= Aim =
Reproduce verbatim the lines that run from the first line below through the line containing "[[40, 275]]", with both of those lines included.

= Entries supplied =
━━━━━━━━
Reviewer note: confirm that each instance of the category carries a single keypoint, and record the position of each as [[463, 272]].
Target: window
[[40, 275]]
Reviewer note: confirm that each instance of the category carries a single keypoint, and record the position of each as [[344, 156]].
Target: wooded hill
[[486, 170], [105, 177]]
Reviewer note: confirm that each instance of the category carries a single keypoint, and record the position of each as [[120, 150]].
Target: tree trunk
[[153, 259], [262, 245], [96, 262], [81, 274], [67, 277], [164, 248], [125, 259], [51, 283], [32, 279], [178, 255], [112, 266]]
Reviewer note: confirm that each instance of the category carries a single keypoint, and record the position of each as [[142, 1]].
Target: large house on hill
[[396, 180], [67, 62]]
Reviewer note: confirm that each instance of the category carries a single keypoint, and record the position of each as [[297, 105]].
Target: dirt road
━━━━━━━━
= Solution =
Reviewer note: confirm that each instance of the category carries a single keypoint, and record the position of each as [[463, 272]].
Target: window
[[40, 275]]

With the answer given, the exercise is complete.